▸ Extrait:
______________________________

Industrie pharmaceutique : les pilules aux œufs d’or23/03/20162016Journal/medias/journalnumero/images/2016/03/2486.jpg.445x577_q85_box-0%2C104%2C1383%2C1896_crop_detail.jpg

Leur société

Industrie pharmaceutique : les pilules aux œufs d’or

110 cancérologues et hématologues français ont publié le 15 mars, dans le journal Le Figaro, un appel dénonçant la hausse des prix des traitements contre le cancer. L’un des signataires, le professeur Vernant, dénonce « les profits indécents de l’industrie pharmaceutique ».

Celle-ci a développé ces dernières années toute une série de médicaments dits « innovants », qui représentent une réelle avancée thérapeutique dans la prise en charge des cancers mais aussi de l’hépatite C. Mais les prix très élevés de ces médicaments prennent une part de plus en plus importante (entre 8 et 9 % d’augmentation par an) dans les dépenses de santé puisqu’ils sont pris en charge par la collectivité.

______________________________

▸ Extraits de données:
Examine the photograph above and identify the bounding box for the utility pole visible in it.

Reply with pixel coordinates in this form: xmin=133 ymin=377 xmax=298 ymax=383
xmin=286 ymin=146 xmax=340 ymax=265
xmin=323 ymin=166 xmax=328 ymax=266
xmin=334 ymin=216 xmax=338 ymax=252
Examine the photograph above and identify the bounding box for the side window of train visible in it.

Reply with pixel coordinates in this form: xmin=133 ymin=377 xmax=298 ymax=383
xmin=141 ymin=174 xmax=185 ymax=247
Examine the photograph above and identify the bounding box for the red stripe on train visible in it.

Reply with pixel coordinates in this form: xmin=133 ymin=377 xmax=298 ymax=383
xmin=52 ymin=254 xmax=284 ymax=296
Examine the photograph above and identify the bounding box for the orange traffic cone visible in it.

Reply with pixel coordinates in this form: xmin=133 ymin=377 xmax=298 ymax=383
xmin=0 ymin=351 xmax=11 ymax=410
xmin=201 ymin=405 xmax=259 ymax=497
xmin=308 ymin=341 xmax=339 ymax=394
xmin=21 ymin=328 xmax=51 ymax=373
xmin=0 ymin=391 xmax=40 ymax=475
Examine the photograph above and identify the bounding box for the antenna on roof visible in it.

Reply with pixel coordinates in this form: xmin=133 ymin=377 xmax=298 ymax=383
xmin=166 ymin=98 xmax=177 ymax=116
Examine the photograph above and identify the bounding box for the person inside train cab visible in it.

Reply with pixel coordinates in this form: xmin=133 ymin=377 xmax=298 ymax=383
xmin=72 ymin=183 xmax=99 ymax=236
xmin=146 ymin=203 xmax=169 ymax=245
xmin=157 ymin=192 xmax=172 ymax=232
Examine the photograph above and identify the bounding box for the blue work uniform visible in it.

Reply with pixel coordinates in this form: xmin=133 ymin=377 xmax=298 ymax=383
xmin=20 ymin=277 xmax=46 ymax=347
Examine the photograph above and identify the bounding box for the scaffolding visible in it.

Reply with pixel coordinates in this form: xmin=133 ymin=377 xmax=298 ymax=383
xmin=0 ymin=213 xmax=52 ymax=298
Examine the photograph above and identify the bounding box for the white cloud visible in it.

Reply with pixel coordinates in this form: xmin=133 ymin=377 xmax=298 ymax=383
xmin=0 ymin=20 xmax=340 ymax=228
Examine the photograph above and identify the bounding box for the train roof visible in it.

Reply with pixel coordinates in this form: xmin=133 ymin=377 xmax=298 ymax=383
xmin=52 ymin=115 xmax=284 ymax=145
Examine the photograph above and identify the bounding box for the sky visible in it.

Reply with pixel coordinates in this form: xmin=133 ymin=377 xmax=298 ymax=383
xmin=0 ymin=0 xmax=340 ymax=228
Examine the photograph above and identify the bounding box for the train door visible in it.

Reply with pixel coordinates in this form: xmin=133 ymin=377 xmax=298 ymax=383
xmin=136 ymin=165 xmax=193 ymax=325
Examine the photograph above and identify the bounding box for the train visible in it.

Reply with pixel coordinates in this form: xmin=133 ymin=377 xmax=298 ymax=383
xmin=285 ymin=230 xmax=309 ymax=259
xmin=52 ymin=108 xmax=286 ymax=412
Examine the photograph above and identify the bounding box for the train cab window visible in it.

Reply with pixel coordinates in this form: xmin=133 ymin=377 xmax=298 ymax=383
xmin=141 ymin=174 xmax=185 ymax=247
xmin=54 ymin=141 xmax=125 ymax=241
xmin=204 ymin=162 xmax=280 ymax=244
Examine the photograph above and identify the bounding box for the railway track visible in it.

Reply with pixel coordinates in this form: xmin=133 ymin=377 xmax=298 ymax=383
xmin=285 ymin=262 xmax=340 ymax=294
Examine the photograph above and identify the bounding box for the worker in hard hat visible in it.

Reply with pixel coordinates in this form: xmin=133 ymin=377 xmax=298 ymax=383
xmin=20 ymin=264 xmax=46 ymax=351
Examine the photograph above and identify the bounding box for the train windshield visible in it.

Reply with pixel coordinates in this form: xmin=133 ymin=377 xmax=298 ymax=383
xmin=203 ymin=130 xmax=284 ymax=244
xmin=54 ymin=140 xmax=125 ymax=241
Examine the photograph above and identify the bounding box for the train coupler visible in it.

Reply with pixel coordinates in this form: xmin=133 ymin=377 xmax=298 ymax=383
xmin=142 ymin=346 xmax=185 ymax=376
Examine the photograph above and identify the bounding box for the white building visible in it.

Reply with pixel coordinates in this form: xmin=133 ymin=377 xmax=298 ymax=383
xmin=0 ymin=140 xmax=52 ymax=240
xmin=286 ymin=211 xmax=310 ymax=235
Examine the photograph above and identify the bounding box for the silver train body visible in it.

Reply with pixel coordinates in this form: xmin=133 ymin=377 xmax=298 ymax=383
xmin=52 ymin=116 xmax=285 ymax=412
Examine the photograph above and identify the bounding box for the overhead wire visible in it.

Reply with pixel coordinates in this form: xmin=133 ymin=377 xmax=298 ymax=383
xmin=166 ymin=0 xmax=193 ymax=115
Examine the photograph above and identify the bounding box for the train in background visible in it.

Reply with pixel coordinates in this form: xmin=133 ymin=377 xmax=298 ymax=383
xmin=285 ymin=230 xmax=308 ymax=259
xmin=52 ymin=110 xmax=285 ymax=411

______________________________

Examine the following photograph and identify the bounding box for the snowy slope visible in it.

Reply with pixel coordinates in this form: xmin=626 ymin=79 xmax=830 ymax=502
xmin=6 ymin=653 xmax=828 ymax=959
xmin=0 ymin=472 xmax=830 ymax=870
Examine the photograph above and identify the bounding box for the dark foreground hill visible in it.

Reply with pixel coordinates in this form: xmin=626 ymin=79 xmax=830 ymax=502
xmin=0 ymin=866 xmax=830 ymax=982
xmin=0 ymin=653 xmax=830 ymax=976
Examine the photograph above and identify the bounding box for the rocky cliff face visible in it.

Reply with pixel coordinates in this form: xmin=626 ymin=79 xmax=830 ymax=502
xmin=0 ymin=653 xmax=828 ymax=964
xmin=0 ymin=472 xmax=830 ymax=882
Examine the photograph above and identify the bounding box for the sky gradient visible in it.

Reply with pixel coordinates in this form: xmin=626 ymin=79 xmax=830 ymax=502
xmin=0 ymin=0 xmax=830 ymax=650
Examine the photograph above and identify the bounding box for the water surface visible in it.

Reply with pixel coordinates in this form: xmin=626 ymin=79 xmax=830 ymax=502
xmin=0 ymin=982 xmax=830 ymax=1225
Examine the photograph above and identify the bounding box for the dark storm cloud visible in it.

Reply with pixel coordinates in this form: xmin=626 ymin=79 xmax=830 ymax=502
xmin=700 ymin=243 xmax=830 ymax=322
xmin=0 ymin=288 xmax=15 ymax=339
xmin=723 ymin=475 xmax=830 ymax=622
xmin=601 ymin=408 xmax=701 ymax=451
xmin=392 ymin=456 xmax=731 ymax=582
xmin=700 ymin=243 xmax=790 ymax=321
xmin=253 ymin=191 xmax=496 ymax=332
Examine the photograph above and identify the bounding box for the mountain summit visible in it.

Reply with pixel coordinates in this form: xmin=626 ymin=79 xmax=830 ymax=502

______________________________

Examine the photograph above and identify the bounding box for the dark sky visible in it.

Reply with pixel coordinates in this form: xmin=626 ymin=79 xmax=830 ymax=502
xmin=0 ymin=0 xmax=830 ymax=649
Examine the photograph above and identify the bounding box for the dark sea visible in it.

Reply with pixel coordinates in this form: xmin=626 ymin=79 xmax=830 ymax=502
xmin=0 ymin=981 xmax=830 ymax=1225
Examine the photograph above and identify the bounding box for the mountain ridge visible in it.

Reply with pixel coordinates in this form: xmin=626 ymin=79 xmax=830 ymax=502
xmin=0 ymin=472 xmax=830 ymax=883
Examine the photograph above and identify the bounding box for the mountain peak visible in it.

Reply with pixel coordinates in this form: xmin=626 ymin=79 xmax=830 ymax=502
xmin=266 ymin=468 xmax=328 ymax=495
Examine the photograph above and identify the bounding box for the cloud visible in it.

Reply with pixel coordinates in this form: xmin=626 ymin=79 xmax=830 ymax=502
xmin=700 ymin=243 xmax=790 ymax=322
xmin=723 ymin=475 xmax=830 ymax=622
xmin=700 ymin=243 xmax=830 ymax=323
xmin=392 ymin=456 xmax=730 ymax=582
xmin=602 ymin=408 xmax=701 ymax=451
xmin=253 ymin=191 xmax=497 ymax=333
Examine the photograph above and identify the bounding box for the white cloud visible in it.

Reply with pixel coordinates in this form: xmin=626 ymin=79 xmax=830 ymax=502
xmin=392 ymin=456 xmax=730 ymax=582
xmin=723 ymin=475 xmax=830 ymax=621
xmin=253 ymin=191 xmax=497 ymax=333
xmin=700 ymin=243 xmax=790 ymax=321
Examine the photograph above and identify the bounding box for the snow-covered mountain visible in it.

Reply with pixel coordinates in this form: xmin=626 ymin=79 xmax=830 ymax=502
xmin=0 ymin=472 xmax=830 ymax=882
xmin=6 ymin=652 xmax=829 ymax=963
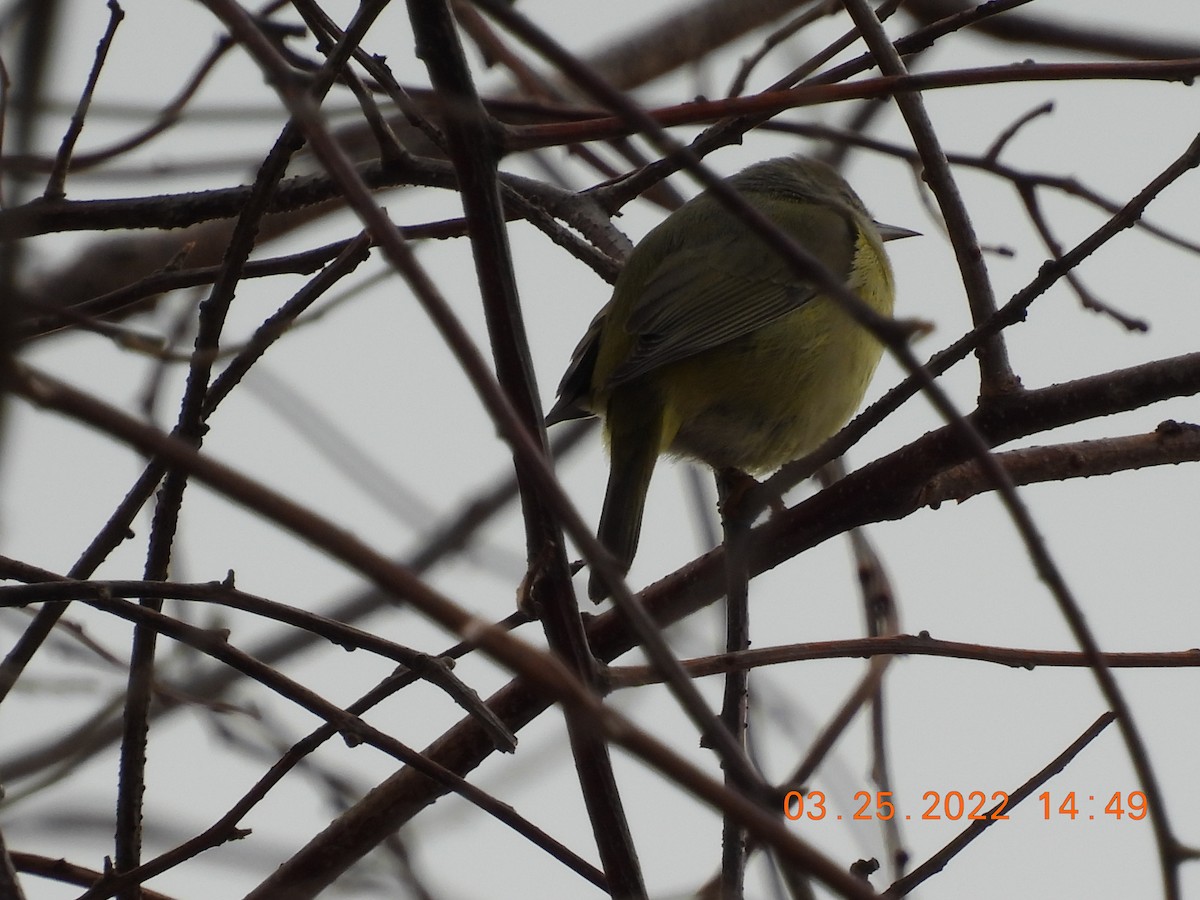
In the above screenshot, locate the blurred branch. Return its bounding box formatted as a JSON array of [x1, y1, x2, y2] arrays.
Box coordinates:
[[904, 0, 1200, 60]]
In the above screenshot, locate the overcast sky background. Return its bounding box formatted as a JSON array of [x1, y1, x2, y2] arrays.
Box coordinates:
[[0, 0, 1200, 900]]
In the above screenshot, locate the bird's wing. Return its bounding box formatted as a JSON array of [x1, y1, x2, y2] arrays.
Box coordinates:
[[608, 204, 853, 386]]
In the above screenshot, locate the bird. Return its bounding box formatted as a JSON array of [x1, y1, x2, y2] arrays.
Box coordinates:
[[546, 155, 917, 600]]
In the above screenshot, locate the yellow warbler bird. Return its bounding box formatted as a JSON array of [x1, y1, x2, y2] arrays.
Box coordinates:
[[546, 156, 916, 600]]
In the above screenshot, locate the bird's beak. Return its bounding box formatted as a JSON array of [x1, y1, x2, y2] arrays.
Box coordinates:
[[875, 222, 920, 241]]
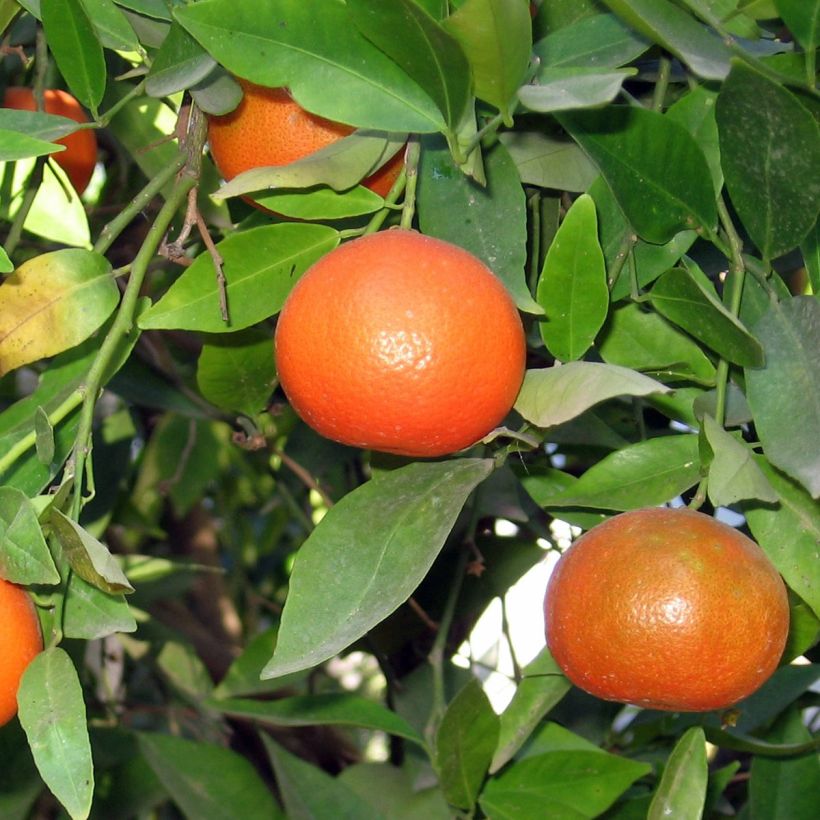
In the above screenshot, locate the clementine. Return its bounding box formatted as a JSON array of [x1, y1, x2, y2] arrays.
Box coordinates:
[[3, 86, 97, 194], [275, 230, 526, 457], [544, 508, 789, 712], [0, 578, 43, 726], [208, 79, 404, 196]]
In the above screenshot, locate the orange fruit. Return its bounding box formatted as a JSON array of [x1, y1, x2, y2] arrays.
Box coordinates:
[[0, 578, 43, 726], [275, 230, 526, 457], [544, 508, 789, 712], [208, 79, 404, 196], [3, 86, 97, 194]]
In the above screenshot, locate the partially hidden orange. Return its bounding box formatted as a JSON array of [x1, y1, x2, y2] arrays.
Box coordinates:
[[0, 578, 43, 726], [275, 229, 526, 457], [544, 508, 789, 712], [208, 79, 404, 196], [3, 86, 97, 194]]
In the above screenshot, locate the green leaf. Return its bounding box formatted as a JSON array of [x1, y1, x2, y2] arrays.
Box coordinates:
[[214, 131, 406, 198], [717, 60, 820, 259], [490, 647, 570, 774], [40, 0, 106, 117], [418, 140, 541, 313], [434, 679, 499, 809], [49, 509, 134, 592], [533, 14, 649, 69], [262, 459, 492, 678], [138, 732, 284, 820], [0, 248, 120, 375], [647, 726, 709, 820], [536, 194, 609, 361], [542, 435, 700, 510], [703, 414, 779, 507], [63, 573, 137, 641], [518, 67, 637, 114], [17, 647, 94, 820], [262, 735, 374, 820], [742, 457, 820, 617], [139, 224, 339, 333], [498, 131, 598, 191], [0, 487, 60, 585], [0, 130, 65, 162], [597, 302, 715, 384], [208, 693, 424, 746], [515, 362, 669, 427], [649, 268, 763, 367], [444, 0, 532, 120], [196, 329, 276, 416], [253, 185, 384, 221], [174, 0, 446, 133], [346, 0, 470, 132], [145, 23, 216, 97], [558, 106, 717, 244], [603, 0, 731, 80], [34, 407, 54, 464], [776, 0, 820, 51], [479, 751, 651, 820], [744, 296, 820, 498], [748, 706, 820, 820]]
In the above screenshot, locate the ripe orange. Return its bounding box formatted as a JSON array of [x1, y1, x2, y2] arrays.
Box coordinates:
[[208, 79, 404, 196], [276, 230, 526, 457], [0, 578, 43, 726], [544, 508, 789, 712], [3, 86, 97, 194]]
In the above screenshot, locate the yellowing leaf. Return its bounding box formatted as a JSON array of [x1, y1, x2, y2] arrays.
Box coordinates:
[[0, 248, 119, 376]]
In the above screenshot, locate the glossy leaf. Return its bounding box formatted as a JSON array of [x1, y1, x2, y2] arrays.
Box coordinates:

______________________________

▸ Tâche 1:
Pouvez-vous recopier l'extrait sur l'industrie pharmaceutique en commençant par « Celle-ci a développé » et en allant jusqu'à « par la collectivité. », en substituant « traitements » à « médicaments » ?
▸ Tâche 2:
Pourriez-vous poursuivre l'extrait sur l'industrie pharmaceutique à partir de sa dernière phrase ?
Les données n'ont aucun lien avec l'extrait sur l'industrie pharmaceutique.

▸ Réponse rédigée 1:
Celle-ci a développé ces dernières années toute une série de traitements dits « innovants », qui représentent une réelle avancée thérapeutique dans la prise en charge des cancers mais aussi de l’hépatite C. Mais les prix très élevés de ces traitements prennent une part de plus en plus importante (entre 8 et 9 % d’augmentation par an) dans les dépenses de santé puisqu’ils sont pris en charge par la collectivité.

▸ Réponse rédigée 2:
Parmi ces médicaments « innovants », le Glivec des laboratoires Gilead, un médicament contre la leucémie myéloïde, coûte 3 000 euros par an en France et 7 500 aux USA. Dans la prise en charge de l’hépatite C, le même laboratoire propose aux USA le Sovaldi à 84 000 dollars pour un traitement de 12 semaines et l’Harvoni encore plus cher à 94 500 dollars… Les laboratoires justifient ces prix en disant qu’ils sont fixés en accord avec les autorités de santé. Mais c’est seulement la preuve de leur poids qui leur permet de « négocier » les prix qu’ils veulent.

Le professeur Vernant explique aussi que « l’industrie pharmaceutique détermine ses prix en fonction de ce que le marché est prêt à payer ». Et c’est d’autant plus choquant quand on sait que les mêmes médicaments peuvent être fabriqués pour quelques centaines de dollars dans certains pays du tiers-monde par des laboratoires locaux qui refusent le diktat des trusts américains ou européens.

Les laboratoires invoquent aussi les dépenses de recherche, les études cliniques, et leur budget Recherche et développement, pour justifier ces prix. Mais selon le professeur Vernant « moins de 15 % du chiffre d’affaires va dans la Recherche et le développement », quand la Ligue contre le cancer donne le chiffre de 30 % de dépenses de marketing dans le chiffre d’affaires d’un laboratoire.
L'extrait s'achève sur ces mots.